** Opening SUPPLIED MATERIAL block **

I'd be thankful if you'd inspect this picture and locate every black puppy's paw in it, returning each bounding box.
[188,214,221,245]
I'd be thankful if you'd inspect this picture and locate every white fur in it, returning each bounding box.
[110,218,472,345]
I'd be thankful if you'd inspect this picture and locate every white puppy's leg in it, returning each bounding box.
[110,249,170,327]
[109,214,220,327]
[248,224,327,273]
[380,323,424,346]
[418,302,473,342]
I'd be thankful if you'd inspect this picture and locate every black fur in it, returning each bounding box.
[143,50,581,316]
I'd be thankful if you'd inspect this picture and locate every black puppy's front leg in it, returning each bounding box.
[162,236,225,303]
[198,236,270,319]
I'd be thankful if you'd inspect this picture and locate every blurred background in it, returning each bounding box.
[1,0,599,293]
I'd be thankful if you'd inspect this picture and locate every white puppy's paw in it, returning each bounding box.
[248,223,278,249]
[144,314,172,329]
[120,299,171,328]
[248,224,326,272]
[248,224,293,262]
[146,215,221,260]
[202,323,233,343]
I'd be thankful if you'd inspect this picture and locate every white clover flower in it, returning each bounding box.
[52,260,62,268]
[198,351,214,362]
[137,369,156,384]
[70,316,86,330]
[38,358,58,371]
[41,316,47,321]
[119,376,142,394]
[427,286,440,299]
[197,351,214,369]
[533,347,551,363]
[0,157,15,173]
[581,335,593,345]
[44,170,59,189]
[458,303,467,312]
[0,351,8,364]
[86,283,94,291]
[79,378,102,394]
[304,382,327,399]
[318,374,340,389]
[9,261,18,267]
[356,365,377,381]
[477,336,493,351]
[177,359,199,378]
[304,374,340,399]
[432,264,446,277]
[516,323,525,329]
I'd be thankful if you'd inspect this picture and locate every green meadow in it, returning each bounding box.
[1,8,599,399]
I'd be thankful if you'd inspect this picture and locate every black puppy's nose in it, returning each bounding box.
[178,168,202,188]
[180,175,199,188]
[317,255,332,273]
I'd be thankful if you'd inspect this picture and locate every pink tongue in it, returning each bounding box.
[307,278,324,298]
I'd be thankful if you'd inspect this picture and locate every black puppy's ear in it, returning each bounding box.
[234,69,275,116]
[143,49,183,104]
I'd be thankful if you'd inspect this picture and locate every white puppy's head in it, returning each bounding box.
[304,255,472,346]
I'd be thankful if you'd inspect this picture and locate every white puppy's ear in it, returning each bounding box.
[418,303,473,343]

** Closing SUPPLIED MATERIAL block **

> _WHAT TO PRODUCE_: Set down the whole listing once more, precisely as written.

> _WRITTEN ANSWER_:
I'd be thankful if you'd inspect this picture and locate every black puppy's paw in it, returning each bounding box.
[188,214,221,245]
I'd be thankful if you'd inspect this picture and locate every white fur in it, returning each bounding box.
[110,218,472,345]
I'd be thankful if you'd inspect this picture and locate every white puppy's leg in it, returning each bounding box.
[110,249,170,327]
[109,214,220,327]
[248,224,327,273]
[380,323,424,346]
[418,302,473,342]
I'd be thankful if you'd inspect this picture and locate every black fur in it, returning each bounding box.
[143,50,581,316]
I'd be thankful if you'd inspect this picture and locate every black puppy's front leg in it, returning each bounding box.
[162,236,225,303]
[198,236,270,319]
I'd be thankful if you'd inspect this picture and locate every blurred background in it, returning each bounding box.
[1,0,599,293]
I'd be thankful if you'd inspect this picture and locate every white puppy's paw in it, returning each bounding box.
[248,223,278,249]
[144,314,172,329]
[120,299,171,328]
[248,224,326,272]
[248,224,293,262]
[146,215,221,260]
[202,323,233,343]
I'd be thankful if you'd inspect this picture and locate every white clover flower in it, returning each bounding box.
[52,260,62,268]
[198,351,214,362]
[137,369,156,384]
[70,316,86,330]
[38,358,58,371]
[41,316,47,321]
[119,376,142,394]
[427,286,440,299]
[197,351,214,369]
[533,347,551,363]
[0,157,15,173]
[581,335,593,345]
[44,170,59,189]
[458,303,467,312]
[0,351,8,364]
[86,283,94,291]
[79,378,102,394]
[304,382,327,399]
[318,374,340,389]
[9,261,18,267]
[356,365,377,381]
[477,336,493,351]
[177,359,199,378]
[304,374,340,399]
[432,264,446,277]
[516,323,525,329]
I'd be thankful if you'd inspect this picture and locate every green meadow in it, returning each bounding box.
[1,8,599,399]
I'd be thankful if you'd inspect this picture and locate every black puppy's nose in it, returning each bounding box.
[178,168,202,188]
[180,175,199,188]
[317,255,332,273]
I'd be thankful if you'd inspect this picture and locate every pink tongue in it, returning each bounding box.
[307,278,324,298]
I'd be thankful if you'd inspect this picture and locate every black puppy's ear in it, returning each bounding box.
[234,69,275,116]
[143,49,183,104]
I'd be thankful if you'd inspect this picture and locate every white puppy's head in it, returning each bounding box.
[304,255,472,346]
I'd be thankful if you'd inspect this picture and locate every white puppy's ear in it, returning each bounding box.
[418,303,473,343]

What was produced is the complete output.